Reproduce the listing below, replacing every "Point coordinates" with "Marked locations" and leaving all other text unchanged.

** Records for this task **
◆ ◆ ◆ ◆ ◆

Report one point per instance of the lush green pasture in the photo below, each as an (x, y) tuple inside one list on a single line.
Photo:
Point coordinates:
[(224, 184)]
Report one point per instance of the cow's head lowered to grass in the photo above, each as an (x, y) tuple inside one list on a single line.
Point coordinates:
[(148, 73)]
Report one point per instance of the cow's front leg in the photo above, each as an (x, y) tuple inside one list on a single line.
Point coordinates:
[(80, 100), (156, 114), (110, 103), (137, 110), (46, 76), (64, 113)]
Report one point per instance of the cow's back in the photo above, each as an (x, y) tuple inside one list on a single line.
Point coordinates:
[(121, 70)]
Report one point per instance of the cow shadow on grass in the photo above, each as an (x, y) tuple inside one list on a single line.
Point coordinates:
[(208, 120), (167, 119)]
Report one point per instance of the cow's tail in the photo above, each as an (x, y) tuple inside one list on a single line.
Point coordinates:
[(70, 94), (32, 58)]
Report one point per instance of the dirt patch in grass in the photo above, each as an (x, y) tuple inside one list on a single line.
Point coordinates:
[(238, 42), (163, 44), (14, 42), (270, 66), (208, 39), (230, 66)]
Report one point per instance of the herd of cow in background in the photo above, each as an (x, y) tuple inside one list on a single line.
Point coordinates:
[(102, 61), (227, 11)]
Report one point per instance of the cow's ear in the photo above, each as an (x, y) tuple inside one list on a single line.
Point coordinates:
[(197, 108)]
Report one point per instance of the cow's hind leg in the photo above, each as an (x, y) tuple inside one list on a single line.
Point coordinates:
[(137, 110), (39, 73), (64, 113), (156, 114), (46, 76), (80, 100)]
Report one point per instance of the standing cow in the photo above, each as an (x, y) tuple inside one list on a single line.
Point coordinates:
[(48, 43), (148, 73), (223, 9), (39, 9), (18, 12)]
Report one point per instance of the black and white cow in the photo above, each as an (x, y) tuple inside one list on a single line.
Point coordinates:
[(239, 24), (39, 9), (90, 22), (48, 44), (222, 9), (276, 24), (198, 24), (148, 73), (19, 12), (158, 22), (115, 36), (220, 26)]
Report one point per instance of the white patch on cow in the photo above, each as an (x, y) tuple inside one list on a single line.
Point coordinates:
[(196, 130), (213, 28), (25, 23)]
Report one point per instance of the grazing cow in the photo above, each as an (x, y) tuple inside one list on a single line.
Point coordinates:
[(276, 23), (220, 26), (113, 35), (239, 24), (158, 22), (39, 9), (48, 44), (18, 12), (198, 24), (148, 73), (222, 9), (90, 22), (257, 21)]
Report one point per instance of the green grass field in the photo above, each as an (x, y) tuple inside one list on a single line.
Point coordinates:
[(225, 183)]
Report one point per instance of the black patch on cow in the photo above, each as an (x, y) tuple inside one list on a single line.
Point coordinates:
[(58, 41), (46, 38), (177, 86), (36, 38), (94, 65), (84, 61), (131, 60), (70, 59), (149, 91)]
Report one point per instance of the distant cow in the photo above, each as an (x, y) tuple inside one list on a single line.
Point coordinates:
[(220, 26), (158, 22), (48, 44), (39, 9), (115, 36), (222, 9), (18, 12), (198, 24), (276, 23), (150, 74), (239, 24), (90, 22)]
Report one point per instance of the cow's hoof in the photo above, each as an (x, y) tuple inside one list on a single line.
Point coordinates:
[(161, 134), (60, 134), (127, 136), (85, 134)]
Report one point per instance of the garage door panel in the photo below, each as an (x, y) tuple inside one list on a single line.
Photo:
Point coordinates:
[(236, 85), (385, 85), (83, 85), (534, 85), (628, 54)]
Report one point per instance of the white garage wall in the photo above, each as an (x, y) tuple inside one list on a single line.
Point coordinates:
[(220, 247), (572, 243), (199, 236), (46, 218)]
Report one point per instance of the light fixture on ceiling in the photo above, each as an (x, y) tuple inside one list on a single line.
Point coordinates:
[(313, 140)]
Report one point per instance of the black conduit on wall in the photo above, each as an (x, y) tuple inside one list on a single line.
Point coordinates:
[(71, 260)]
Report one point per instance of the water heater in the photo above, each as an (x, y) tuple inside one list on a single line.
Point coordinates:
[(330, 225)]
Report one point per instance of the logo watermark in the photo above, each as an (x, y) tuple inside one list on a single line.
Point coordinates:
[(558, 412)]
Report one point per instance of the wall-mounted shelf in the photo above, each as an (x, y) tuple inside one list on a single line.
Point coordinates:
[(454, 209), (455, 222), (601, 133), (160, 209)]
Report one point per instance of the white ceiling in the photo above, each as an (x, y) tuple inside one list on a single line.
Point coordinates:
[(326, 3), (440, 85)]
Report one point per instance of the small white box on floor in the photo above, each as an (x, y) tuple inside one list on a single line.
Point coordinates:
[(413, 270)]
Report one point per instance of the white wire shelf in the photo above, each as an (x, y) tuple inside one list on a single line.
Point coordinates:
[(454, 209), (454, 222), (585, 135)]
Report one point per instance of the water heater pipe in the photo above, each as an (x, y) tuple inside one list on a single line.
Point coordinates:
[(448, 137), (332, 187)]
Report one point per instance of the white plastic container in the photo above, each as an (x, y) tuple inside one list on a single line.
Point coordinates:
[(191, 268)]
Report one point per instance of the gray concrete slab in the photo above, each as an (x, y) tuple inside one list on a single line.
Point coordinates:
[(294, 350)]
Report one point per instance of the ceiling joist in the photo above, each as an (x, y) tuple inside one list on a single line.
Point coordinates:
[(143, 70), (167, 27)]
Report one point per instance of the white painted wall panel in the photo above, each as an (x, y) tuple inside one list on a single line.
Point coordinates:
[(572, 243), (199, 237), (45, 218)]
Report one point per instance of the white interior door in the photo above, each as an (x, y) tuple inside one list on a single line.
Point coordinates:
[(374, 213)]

◆ ◆ ◆ ◆ ◆

** Final result **
Report one point per instance of the lush green pasture in the photo below, each as an (x, y) tuple inside one list on a single line.
Photo:
Marked locations:
[(224, 184)]
Report one point per instance of the cow's head lowered to grass in the photo above, each as an (x, y) tuple inside one list on a single line.
Marked locations:
[(148, 73)]
Report one point per instance of the cow's front leg in the photo above, each as an (x, y) tuple inside one list on a single line.
Marked locations:
[(80, 100), (156, 114), (110, 103), (137, 110), (46, 76), (64, 113)]
Report one point per instance of the cow's back in the photo above, each as an (x, y) tuple inside one list on a single line.
Marked locations:
[(121, 70)]
Report one point per instance of the cow shadow on grass in the photo above, each as an (x, y) tuple inside one list on a single line.
Marked locations:
[(208, 120), (167, 119)]
Report one point per instance of the cow's tail in the photo above, each as an (x, y) tuple inside one list on a single line.
Marked locations:
[(70, 94), (32, 58)]
Report one point per instance of the dirt patch in grass in the photo above, each as an (x, y) tuple inside one list on a single line.
Marked locations:
[(238, 42), (163, 44), (14, 42), (270, 66), (208, 39), (230, 66)]
Report one point per instance of the herd of cow in background in the photo above, each as an (x, y) tuple inside one list on a single line.
Marked locations:
[(102, 61), (227, 11)]
Report one point per instance of the cow's ear in the photo above, each as an (x, y) tuple inside one list on a single line.
Marked locations:
[(197, 108)]
Report one point per instance of the cow's hind leg in the photo above, each as an (x, y) tuple inside one list on a single line.
Marked locations:
[(137, 110), (39, 73), (64, 113), (156, 114), (46, 76), (80, 100)]
Report one point per instance of the standing cow in the photo above, each as an (x, y) tuple inside one list on a single line.
Marked locations:
[(48, 43), (148, 73), (223, 9), (39, 9), (18, 12)]
Report one point per instance of the black and white cow in the photo above, each as an (x, y) tuple inside one list on a single line.
Marked locations:
[(239, 24), (39, 9), (90, 22), (48, 44), (222, 9), (276, 24), (198, 24), (148, 73), (19, 12), (158, 22), (115, 36), (220, 26)]
Report one point per instance of the white patch on cow in the photo above, each as an (x, y) tuple inside one list on a single line.
Marked locations:
[(196, 130), (213, 28), (25, 23)]
Report one point per instance of the grazing cow in the photo above, each as an (x, y) tuple inside one list on a single line.
Marked locations:
[(276, 23), (220, 26), (113, 35), (239, 24), (158, 22), (39, 9), (48, 44), (18, 12), (198, 24), (148, 73), (222, 9), (90, 22), (257, 21)]
Report one point per instance of the green grass field in the photo above, each as an (x, y) tuple inside one list on a single line.
Marked locations:
[(225, 183)]
Report one point per instance of the black patch on cow in the photo above, each as an (x, y) tuple inside one list on a single line.
Marked locations:
[(58, 41), (46, 38), (177, 86), (36, 38), (94, 65), (84, 61), (131, 60), (70, 59), (149, 91)]
Report one point per instance of the distant cow in the photo above, each as an (x, y) tuple inside one list on a single line.
Marked locations:
[(220, 26), (158, 22), (48, 44), (39, 9), (115, 36), (222, 9), (18, 12), (198, 24), (276, 23), (150, 74), (239, 24), (90, 22)]
Report one point per instance of the cow's hoof in the photo above, each as an (x, y) tuple inside one list on a single line.
Marked locations:
[(161, 134), (60, 134), (127, 136), (85, 134)]
Report one point per instance of the garage door panel in the photo below, each as an (x, y) tuple inside one list on a single line.
Photo:
Marked locations:
[(236, 85), (385, 85), (83, 85), (534, 85), (628, 54)]
Report one point per instance of the white garage wall in the photo above, each as an (x, y) tuple inside one list on a single line.
Marked locations:
[(220, 247), (572, 243), (199, 236), (46, 218)]
Report one point per instance of the light fixture on ceiling in the photo above, each as an (x, y) tuple inside one list on a single line.
Marked locations:
[(313, 140)]
Report one point per instance of the black conduit on wall in the photo above, each as an (x, y) tuple inside one list on a single line.
Marked locations:
[(71, 260)]
Report one point per instance of the water heater in the photo above, each as an (x, y) tuple inside one list on a single line.
Marked locations:
[(330, 225)]
Report one point per instance of the logo watermark in the photo above, each as an (x, y) tuple inside one list on a single line.
Marked locations:
[(558, 412)]
Report one point per instance of the wall-mounted shelf in the photo above, each as an (x, y) tuple inside one list on a single line.
Marked locations:
[(454, 209), (455, 222), (601, 133), (160, 209)]
Report one point per instance of the white ceiling in the photo above, each as an (x, y) tuple inside one list on a single line.
Marked locations:
[(326, 3), (440, 85)]
Report one point per instance of the small white box on floor in the photo above, each as an (x, y) tuple inside one list on a single line.
Marked locations:
[(413, 270)]
Report one point per instance of the white wire shelf in the photo above, each as an (x, y) tuple inside one list on a single line.
Marked locations:
[(454, 209), (454, 222), (585, 135)]
Report one point per instance of the water heater pipe in the photo above, each as an (x, y) tuple inside one list on a single line.
Marked locations:
[(448, 137), (332, 187)]
Report one point per instance of the white plastic container in the photo above, each as an (x, y) tuple inside one list on a single line.
Marked locations:
[(191, 268)]
Report one point per instance of the gray concrete slab in the photo above, each as an (x, y) tuple inside one list on a single line.
Marked locations:
[(294, 350)]
Report one point per instance of the ceiling joist in the photo above, each as an (x, y) tuple inside one list on a single line.
Marked locations:
[(143, 70), (167, 27)]
Report one point per instance of the white painted wall panel in the photo above, each as an (x, y) tuple inside one list on a single line.
Marked locations:
[(572, 243), (199, 237), (45, 218)]
Report one point per instance of the white interior door in the photo above, each as an (x, y) tuple inside one list on a single line.
Marked locations:
[(374, 213)]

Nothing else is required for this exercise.